◆ **Task directions**
Set down exactly the stretch of lines below that opens at the line containing "Target: swimmer's nose" and continues through the last line of the entries, and nothing else.
*** Opening Recorded information ***
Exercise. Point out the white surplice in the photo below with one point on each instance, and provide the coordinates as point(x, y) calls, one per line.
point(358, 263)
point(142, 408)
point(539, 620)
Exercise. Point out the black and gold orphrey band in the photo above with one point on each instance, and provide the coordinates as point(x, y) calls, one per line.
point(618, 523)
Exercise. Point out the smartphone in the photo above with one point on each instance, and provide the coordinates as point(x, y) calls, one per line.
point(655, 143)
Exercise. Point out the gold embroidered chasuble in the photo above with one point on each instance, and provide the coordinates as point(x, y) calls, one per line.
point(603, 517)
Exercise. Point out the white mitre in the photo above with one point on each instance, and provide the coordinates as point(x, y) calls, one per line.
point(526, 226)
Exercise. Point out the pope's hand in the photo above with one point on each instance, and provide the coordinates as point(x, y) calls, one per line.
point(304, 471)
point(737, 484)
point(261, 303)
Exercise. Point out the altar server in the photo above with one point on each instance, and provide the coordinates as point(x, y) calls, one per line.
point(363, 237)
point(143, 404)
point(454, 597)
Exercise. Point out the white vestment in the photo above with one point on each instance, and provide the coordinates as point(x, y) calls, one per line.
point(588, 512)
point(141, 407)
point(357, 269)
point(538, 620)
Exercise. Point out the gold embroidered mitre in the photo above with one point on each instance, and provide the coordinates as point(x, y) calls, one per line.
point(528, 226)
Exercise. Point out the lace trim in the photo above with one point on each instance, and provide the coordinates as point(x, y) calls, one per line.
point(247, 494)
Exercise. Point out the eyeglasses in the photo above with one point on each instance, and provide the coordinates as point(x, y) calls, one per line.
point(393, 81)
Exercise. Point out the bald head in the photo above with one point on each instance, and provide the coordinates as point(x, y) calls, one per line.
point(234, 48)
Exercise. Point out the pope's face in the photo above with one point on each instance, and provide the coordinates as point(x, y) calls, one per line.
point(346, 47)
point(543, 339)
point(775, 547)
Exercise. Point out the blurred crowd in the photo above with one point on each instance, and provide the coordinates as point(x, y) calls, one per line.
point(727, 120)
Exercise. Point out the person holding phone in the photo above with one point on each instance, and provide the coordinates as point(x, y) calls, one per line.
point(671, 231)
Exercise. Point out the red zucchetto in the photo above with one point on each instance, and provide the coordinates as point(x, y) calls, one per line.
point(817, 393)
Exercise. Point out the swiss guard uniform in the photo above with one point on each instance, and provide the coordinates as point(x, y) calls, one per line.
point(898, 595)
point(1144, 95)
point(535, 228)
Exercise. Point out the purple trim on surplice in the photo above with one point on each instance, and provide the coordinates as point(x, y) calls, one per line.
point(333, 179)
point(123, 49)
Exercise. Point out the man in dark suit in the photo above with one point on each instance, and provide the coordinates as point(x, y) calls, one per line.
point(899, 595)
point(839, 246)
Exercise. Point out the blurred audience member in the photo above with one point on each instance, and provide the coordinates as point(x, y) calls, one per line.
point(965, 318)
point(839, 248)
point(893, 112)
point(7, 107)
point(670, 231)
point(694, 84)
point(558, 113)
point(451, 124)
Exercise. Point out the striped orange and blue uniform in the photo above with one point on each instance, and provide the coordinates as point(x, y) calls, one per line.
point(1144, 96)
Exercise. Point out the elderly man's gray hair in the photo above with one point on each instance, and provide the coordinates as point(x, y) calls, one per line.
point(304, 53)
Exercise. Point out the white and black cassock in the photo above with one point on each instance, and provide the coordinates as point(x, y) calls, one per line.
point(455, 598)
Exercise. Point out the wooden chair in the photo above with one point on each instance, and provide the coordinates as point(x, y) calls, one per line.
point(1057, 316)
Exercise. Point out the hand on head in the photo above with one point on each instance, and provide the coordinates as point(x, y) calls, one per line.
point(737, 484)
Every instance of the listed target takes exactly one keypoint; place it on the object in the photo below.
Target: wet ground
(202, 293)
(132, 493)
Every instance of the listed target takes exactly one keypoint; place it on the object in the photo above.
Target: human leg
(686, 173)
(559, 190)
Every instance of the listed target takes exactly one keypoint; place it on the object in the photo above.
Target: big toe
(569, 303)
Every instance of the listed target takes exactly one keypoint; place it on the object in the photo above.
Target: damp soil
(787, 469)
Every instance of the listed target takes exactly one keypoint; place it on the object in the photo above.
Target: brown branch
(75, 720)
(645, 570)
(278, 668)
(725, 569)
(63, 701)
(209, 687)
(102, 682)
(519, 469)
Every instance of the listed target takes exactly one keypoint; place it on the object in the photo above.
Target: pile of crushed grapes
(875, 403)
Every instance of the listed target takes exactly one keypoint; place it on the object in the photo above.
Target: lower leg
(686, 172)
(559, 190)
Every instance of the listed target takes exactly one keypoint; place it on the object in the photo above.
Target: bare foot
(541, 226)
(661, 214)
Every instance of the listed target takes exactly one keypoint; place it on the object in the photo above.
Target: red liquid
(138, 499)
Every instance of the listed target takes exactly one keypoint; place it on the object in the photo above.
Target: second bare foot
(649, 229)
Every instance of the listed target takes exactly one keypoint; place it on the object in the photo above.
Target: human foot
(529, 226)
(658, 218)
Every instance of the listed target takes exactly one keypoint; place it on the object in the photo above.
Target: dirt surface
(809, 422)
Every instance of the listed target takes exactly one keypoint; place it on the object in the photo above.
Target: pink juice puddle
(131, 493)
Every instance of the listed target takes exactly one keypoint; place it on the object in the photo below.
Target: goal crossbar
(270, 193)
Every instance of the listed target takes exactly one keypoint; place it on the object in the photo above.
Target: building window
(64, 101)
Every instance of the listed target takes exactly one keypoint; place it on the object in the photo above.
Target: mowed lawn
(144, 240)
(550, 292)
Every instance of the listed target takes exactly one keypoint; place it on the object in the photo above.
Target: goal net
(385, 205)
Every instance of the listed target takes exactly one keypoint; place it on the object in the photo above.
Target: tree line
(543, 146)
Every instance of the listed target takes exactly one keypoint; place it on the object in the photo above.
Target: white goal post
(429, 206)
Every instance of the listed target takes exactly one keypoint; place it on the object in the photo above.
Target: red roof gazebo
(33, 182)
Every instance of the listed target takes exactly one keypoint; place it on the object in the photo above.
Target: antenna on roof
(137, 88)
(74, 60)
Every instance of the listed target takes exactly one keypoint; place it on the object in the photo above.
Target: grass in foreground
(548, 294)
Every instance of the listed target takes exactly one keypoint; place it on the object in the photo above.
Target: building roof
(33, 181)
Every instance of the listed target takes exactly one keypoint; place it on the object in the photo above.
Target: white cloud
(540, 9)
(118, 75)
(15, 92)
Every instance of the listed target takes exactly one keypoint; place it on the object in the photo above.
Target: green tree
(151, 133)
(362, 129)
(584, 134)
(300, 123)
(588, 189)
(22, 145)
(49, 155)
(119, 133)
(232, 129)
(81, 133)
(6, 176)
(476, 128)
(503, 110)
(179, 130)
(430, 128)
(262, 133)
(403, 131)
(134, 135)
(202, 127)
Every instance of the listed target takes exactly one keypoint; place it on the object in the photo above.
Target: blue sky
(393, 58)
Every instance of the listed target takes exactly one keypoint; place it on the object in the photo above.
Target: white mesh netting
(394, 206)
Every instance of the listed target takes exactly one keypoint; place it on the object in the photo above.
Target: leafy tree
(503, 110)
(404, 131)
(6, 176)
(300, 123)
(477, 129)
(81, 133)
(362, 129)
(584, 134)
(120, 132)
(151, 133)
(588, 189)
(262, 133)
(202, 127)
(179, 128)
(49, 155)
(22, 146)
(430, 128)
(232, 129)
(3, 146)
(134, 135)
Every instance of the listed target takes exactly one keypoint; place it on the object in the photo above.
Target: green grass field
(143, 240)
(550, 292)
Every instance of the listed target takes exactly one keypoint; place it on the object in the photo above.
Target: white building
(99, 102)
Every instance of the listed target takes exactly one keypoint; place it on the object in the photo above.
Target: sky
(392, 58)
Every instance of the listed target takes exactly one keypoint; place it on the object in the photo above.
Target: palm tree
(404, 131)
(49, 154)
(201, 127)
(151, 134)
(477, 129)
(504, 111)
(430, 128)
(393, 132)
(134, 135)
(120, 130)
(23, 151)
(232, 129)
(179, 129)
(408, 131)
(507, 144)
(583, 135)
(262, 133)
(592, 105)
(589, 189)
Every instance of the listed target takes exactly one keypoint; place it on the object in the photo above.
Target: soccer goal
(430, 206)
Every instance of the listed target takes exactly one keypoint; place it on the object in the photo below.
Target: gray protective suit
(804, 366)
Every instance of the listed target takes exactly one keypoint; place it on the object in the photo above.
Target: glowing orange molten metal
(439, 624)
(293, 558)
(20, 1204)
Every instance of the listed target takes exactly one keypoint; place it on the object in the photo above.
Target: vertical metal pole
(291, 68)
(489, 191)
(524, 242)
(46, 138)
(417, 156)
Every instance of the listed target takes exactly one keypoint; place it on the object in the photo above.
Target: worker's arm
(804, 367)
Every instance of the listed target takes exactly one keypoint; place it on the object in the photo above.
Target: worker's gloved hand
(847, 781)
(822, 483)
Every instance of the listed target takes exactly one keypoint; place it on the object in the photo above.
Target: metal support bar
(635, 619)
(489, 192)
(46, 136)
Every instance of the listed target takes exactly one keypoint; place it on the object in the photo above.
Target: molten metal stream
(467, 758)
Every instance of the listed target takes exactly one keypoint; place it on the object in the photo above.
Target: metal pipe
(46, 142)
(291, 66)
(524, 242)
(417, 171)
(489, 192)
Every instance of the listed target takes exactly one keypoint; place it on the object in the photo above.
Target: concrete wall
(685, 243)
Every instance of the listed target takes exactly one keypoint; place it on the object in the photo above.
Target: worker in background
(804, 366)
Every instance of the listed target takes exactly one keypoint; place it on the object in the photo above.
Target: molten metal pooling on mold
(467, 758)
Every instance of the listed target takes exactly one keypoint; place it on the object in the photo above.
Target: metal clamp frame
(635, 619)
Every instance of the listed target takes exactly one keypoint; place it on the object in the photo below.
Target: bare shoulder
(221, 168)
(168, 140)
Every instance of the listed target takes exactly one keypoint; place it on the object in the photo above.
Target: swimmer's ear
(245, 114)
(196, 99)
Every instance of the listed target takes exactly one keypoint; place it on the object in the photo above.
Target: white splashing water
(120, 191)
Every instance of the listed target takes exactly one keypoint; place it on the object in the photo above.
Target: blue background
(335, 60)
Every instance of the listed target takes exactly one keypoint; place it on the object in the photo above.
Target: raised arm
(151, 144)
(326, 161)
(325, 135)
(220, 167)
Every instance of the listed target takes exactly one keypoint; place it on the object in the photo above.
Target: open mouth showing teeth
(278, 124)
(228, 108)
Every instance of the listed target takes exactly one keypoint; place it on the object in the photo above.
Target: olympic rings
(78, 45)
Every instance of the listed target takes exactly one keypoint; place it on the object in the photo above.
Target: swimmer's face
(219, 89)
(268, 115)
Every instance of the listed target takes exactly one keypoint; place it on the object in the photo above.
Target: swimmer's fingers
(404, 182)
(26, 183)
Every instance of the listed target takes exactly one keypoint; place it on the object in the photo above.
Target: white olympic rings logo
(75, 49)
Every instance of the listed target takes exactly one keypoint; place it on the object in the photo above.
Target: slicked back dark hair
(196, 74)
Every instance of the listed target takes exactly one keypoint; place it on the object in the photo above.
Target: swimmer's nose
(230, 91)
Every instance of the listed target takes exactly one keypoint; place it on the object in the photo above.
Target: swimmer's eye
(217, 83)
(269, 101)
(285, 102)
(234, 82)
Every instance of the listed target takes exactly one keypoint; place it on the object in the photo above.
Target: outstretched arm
*** Closing Recorded information ***
◆ **Answer box**
Target: swimmer's nose
(230, 91)
Every instance of the listed target takes exactly one keypoint; place it on the object in the photo above.
Target: swimmer's eye
(217, 83)
(269, 101)
(285, 102)
(234, 82)
Every instance of the listed target takes exactly one keypoint; place it on the object in the photo above.
Target: outstretched arm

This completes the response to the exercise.